SHORT TASK: Print all of the data exactly as written.
*-*-*
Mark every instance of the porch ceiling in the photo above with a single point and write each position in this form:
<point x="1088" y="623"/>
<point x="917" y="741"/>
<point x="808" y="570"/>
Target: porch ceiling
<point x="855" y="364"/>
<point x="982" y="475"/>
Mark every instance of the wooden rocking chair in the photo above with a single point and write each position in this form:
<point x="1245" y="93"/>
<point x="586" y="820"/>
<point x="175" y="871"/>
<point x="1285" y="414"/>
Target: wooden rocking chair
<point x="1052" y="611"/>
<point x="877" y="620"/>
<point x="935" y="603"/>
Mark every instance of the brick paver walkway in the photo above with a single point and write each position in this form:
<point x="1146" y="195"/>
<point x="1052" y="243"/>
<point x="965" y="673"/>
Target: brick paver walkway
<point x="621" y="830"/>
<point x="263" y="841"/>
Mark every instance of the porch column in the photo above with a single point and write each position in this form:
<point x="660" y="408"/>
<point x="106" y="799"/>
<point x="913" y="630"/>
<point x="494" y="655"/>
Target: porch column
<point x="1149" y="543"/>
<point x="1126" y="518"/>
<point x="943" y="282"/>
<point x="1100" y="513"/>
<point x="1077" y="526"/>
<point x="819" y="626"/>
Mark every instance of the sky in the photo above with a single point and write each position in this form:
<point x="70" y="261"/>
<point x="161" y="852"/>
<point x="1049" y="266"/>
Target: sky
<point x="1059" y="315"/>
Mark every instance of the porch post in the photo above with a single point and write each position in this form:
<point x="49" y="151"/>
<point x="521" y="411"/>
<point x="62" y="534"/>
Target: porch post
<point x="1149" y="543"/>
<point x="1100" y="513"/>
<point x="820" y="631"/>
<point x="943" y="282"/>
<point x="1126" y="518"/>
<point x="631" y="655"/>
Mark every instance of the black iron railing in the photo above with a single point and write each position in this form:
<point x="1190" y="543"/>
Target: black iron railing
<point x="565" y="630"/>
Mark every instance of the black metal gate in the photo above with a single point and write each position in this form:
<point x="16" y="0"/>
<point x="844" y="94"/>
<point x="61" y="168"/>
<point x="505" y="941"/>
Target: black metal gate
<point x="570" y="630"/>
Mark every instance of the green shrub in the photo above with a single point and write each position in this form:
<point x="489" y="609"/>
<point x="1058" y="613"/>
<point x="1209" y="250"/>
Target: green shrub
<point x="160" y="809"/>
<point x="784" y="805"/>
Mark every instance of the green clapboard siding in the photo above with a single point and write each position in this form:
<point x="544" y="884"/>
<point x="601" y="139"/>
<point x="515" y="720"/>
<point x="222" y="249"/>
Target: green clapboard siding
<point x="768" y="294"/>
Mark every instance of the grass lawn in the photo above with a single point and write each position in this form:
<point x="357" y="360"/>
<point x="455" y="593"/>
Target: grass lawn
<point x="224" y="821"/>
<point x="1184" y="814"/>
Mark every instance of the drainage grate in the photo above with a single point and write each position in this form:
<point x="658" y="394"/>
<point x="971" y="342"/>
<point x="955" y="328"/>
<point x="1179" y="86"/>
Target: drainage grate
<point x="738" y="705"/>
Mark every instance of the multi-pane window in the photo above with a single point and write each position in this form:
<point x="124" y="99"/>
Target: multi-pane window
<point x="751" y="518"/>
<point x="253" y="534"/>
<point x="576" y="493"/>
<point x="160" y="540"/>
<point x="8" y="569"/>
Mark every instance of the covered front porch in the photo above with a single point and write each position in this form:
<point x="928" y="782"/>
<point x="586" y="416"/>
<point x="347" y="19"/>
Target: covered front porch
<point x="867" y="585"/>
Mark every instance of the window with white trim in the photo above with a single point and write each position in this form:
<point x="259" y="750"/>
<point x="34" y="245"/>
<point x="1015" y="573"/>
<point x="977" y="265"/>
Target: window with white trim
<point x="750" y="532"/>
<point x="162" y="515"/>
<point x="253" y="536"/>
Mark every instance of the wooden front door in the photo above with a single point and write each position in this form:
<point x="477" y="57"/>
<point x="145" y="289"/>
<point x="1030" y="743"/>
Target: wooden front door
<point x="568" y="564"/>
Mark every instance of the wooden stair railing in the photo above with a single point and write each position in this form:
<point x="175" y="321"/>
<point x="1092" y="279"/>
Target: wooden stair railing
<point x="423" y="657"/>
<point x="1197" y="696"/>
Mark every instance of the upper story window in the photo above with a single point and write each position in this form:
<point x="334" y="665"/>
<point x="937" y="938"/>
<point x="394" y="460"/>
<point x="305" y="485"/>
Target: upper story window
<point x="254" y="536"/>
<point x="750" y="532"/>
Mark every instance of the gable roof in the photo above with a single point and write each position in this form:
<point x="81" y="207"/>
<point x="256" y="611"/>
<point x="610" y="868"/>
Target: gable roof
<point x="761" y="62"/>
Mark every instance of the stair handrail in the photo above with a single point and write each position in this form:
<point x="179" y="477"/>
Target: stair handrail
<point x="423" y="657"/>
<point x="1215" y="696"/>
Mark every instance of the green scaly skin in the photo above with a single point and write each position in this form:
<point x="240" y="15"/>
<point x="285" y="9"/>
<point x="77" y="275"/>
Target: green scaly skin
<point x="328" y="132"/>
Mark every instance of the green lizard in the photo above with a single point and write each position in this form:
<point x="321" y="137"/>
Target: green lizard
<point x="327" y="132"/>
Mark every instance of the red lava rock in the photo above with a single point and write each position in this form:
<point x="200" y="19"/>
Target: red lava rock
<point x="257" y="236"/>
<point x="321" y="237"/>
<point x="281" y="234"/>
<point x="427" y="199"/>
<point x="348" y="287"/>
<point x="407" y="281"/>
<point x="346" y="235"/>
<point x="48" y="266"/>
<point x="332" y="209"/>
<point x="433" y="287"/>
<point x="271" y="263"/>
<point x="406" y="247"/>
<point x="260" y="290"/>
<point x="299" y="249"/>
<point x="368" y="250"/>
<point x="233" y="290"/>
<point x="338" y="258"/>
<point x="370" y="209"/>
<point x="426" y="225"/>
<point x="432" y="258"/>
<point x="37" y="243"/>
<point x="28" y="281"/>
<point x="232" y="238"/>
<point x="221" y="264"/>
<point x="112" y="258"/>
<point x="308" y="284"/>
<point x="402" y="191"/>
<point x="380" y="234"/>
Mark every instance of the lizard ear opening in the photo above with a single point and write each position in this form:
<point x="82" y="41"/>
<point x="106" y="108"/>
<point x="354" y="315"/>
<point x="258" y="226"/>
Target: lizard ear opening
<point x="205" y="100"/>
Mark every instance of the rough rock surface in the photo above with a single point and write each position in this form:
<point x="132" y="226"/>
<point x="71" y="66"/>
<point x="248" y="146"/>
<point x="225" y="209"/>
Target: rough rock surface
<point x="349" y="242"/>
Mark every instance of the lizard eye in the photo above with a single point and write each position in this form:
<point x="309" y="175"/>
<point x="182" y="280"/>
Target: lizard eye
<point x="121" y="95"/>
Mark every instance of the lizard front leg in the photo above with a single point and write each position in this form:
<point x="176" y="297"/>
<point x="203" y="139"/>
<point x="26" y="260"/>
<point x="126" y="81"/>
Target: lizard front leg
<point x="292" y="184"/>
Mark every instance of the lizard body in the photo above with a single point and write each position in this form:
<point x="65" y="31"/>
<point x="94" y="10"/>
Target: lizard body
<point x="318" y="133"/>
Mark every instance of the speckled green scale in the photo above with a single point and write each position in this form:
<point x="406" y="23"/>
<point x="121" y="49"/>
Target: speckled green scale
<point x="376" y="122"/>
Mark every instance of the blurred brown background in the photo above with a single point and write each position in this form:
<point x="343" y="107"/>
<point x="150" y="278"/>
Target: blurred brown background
*-*-*
RESULT OF THE TASK:
Mark every instance of the porch ceiling in the photo above with a single point and write each position in this form:
<point x="1088" y="623"/>
<point x="917" y="741"/>
<point x="808" y="570"/>
Target: porch ceiling
<point x="855" y="364"/>
<point x="982" y="475"/>
Mark every instance of the wooden rocking chair in the photo above with a single point and write each position in this form:
<point x="1245" y="93"/>
<point x="586" y="820"/>
<point x="175" y="871"/>
<point x="1285" y="414"/>
Target: wooden rocking chair
<point x="1052" y="611"/>
<point x="877" y="620"/>
<point x="935" y="603"/>
Mark every instance of the brick paver walkway in the photo above with a single point and write each position in this form:
<point x="1146" y="195"/>
<point x="1052" y="243"/>
<point x="965" y="673"/>
Target: brick paver walkway
<point x="621" y="830"/>
<point x="263" y="841"/>
Mark every instance of the porch column in the photo above with a single point and write each position in this form:
<point x="660" y="408"/>
<point x="106" y="799"/>
<point x="913" y="630"/>
<point x="494" y="655"/>
Target: porch column
<point x="1149" y="543"/>
<point x="1126" y="518"/>
<point x="943" y="282"/>
<point x="1100" y="513"/>
<point x="1077" y="526"/>
<point x="819" y="626"/>
Mark every instance of the sky in the photo above with a single point and write each position in this form:
<point x="70" y="261"/>
<point x="161" y="852"/>
<point x="1049" y="266"/>
Target: sky
<point x="1059" y="315"/>
Mark every instance of the porch post in the photo above with a single point and write each position in this form:
<point x="49" y="151"/>
<point x="521" y="411"/>
<point x="62" y="534"/>
Target: porch post
<point x="1149" y="543"/>
<point x="1100" y="513"/>
<point x="820" y="631"/>
<point x="943" y="282"/>
<point x="1126" y="518"/>
<point x="631" y="655"/>
Mark every instance of the black iron railing in the photo above with a single point and write each position in this form:
<point x="1190" y="543"/>
Target: black iron railing
<point x="565" y="630"/>
Mark every instance of the black metal gate in the photo above with a single point and write each position in this form:
<point x="16" y="0"/>
<point x="844" y="94"/>
<point x="61" y="168"/>
<point x="505" y="941"/>
Target: black metal gate
<point x="570" y="630"/>
Mark every instance of the green shrub in the photo above with a single point and write each position in this form:
<point x="489" y="609"/>
<point x="1058" y="613"/>
<point x="1209" y="250"/>
Target: green shrub
<point x="160" y="809"/>
<point x="784" y="805"/>
Mark every instance of the green clapboard siding in the photo above with a single point and write each position in this form:
<point x="544" y="884"/>
<point x="601" y="139"/>
<point x="515" y="720"/>
<point x="222" y="249"/>
Target: green clapboard siding
<point x="768" y="294"/>
Mark every instance of the grass lawn in the photo above with a single point and write each position in this form:
<point x="357" y="360"/>
<point x="455" y="593"/>
Target: grass lawn
<point x="224" y="821"/>
<point x="1184" y="814"/>
Mark every instance of the drainage grate in the photo above with a single point and write each position in this form:
<point x="658" y="394"/>
<point x="971" y="342"/>
<point x="955" y="328"/>
<point x="1179" y="86"/>
Target: drainage grate
<point x="738" y="705"/>
Mark every instance of the multi-pane window in the photo above with a single point and write each position in this form:
<point x="124" y="99"/>
Target: multi-pane window
<point x="751" y="518"/>
<point x="253" y="534"/>
<point x="576" y="493"/>
<point x="160" y="540"/>
<point x="8" y="569"/>
Mark every instance of the covered front porch in the photo above with a single point and write each position in this form:
<point x="928" y="782"/>
<point x="586" y="416"/>
<point x="347" y="19"/>
Target: covered front porch
<point x="867" y="585"/>
Mark every instance of the window with white trim in the photo above with a single point and write each position in this form:
<point x="259" y="750"/>
<point x="34" y="245"/>
<point x="1015" y="573"/>
<point x="977" y="265"/>
Target: window with white trim
<point x="750" y="532"/>
<point x="162" y="515"/>
<point x="253" y="536"/>
Mark every instance of the wooden front door in the photo above with a single point and write each position in this form:
<point x="477" y="57"/>
<point x="145" y="289"/>
<point x="1030" y="743"/>
Target: wooden front door
<point x="568" y="564"/>
Mark every instance of the wooden stair railing in the photo above with a single point and write each position in this form:
<point x="175" y="321"/>
<point x="1092" y="279"/>
Target: wooden stair railing
<point x="423" y="657"/>
<point x="1197" y="696"/>
Mark every instance of the upper story window in the photo above with a single point and write each position in this form:
<point x="334" y="665"/>
<point x="937" y="938"/>
<point x="394" y="460"/>
<point x="305" y="485"/>
Target: upper story window
<point x="254" y="536"/>
<point x="750" y="532"/>
Mark every instance of the gable roof in the photo above with a single point and write each position in this form:
<point x="81" y="207"/>
<point x="256" y="611"/>
<point x="610" y="868"/>
Target: gable roof
<point x="761" y="62"/>
Mark every instance of the stair handrail in the photo above with a single point and write each position in this form:
<point x="179" y="477"/>
Target: stair handrail
<point x="423" y="657"/>
<point x="1215" y="696"/>
Mark every instance of the green scaly skin in the photo above with a single point and write each position in this form:
<point x="240" y="15"/>
<point x="285" y="9"/>
<point x="77" y="275"/>
Target: green scaly skin
<point x="328" y="132"/>
Mark every instance of the green lizard in the photo above with a single point and write each position in this form:
<point x="321" y="137"/>
Target: green lizard
<point x="327" y="132"/>
Mark every instance of the red lava rock in the photo above with a single point and write each position in this form:
<point x="200" y="19"/>
Target: red lava rock
<point x="257" y="236"/>
<point x="321" y="237"/>
<point x="281" y="234"/>
<point x="427" y="199"/>
<point x="348" y="287"/>
<point x="407" y="281"/>
<point x="346" y="235"/>
<point x="48" y="266"/>
<point x="332" y="209"/>
<point x="433" y="287"/>
<point x="271" y="263"/>
<point x="406" y="247"/>
<point x="260" y="290"/>
<point x="299" y="249"/>
<point x="368" y="250"/>
<point x="233" y="290"/>
<point x="338" y="258"/>
<point x="370" y="209"/>
<point x="426" y="225"/>
<point x="432" y="258"/>
<point x="37" y="243"/>
<point x="28" y="281"/>
<point x="232" y="238"/>
<point x="221" y="264"/>
<point x="112" y="258"/>
<point x="308" y="284"/>
<point x="402" y="191"/>
<point x="380" y="234"/>
Mark every instance of the lizard ear opening in the photo above with a single point and write each position in this form:
<point x="82" y="41"/>
<point x="106" y="108"/>
<point x="354" y="315"/>
<point x="258" y="226"/>
Target: lizard ear opening
<point x="205" y="100"/>
Mark every instance of the rough rock surface in the photo above with a single point and write each position in this form:
<point x="132" y="226"/>
<point x="71" y="66"/>
<point x="248" y="146"/>
<point x="225" y="209"/>
Target: rough rock surface
<point x="349" y="242"/>
Mark every instance of the lizard eye in the photo above with a single point and write each position in this form:
<point x="309" y="175"/>
<point x="182" y="280"/>
Target: lizard eye
<point x="121" y="95"/>
Mark every instance of the lizard front leg in the photo above with a single point and write each position in this form:
<point x="176" y="297"/>
<point x="203" y="139"/>
<point x="26" y="260"/>
<point x="126" y="81"/>
Target: lizard front leg
<point x="292" y="184"/>
Mark every instance of the lizard body in the photo above with a single point and write each position in this form:
<point x="65" y="31"/>
<point x="94" y="10"/>
Target: lizard body
<point x="318" y="133"/>
Mark every instance of the speckled green scale in the photo above with a single point and write each position in this form:
<point x="406" y="23"/>
<point x="121" y="49"/>
Target: speckled green scale
<point x="376" y="122"/>
Mark every instance of the blurred brown background in the photo above with a single point and write each position in this form:
<point x="343" y="107"/>
<point x="150" y="278"/>
Target: blurred brown background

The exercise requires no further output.